Nothing in the records may be left out; restate them word for word.

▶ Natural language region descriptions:
──────

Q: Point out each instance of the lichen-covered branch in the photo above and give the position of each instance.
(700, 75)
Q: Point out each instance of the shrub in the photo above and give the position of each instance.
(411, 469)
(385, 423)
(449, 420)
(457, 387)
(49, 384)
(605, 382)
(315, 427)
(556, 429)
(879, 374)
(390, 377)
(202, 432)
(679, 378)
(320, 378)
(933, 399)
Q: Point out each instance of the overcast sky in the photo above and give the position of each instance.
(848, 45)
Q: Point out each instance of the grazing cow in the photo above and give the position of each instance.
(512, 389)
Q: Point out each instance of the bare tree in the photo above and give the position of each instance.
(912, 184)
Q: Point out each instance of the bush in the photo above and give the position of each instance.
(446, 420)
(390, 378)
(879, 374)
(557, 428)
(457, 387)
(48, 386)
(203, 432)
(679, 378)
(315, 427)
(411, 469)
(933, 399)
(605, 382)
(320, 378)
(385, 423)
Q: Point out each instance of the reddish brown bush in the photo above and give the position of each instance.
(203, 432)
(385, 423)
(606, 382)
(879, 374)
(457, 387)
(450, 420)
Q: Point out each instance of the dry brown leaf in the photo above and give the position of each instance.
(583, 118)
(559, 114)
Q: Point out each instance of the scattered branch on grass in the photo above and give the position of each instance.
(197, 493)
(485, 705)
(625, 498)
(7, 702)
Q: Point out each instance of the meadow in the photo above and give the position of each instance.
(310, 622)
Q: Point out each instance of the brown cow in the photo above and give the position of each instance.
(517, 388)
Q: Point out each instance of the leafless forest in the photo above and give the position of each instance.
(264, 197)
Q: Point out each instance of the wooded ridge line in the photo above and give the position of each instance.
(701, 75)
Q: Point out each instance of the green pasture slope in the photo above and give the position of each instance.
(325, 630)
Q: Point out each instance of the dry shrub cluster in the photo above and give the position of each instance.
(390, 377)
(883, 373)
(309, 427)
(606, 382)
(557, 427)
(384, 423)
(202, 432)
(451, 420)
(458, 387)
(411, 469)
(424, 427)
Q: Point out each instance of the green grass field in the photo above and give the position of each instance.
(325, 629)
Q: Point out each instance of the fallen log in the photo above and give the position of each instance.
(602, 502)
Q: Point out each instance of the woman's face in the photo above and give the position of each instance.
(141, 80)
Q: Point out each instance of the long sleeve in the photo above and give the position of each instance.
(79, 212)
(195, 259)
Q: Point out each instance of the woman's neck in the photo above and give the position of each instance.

──────

▶ The answer:
Q: Point out each instance of the lichen-covered branch in the photo above and give the position of each instance.
(700, 75)
Q: Point out each instance of the shrub in the photo above and give the position of each instance.
(411, 469)
(385, 423)
(449, 420)
(457, 387)
(49, 384)
(605, 382)
(315, 427)
(556, 429)
(879, 374)
(390, 377)
(202, 432)
(679, 378)
(320, 378)
(933, 399)
Q: Point out each instance of the overcast sky in the photo above and give the position of each instance.
(848, 45)
Q: Point out each instance of the grazing cow in the photo above and give the position of each instance.
(512, 389)
Q: Point out each instance of the bare tree in the photo above and give the position of each instance.
(912, 184)
Q: Point out each instance of the bush in the photo above and give the position of each instance.
(446, 420)
(390, 378)
(879, 374)
(557, 428)
(457, 387)
(48, 386)
(203, 432)
(679, 378)
(315, 427)
(411, 469)
(933, 399)
(605, 382)
(320, 378)
(385, 423)
Q: Point out each instance of the reddish brown bush in the photo above and give the position of each instance.
(203, 432)
(385, 423)
(606, 382)
(879, 374)
(457, 387)
(450, 420)
Q: Point out each instance of the dry brown leaf in the photo above and give the position of each instance.
(583, 118)
(559, 114)
Q: Point out each instance of the scattered branch on grass in the photo above and give the position of each instance.
(197, 493)
(485, 705)
(625, 498)
(7, 702)
Q: Point out each instance of the meadow in the photo above and give the position of each instance.
(310, 622)
Q: Point out each instance of the brown cow in the photo above and give the position of each instance.
(517, 388)
Q: Point out each instance of the leafless forest in the photo above and give the position of each instance.
(264, 197)
Q: Point out each instance of the wooded ridge line in the photo above and give the position of each instance.
(701, 75)
Q: Point out each instance of the green pasture slope in the photo above and give the position of each instance.
(325, 630)
Q: Point out each instance of the dry shrub cluster in the photo above and give the position of each instance.
(390, 377)
(883, 373)
(309, 427)
(606, 382)
(557, 427)
(384, 423)
(202, 432)
(451, 420)
(458, 387)
(411, 469)
(424, 427)
Q: Point out each instance of the green grass field in the photo above and give the position of each instance.
(325, 629)
Q: Point out each instance of the fallen log in the photo above and give the position of each instance.
(602, 502)
Q: Point out each instance of the woman's face in the photo above and give the position of each instance.
(141, 80)
Q: Point out each instance of the long sleeve in the photo above and give the position of each instance.
(79, 212)
(195, 259)
Q: Point out each instance of the woman's neck in the photo above and give the position of each instance.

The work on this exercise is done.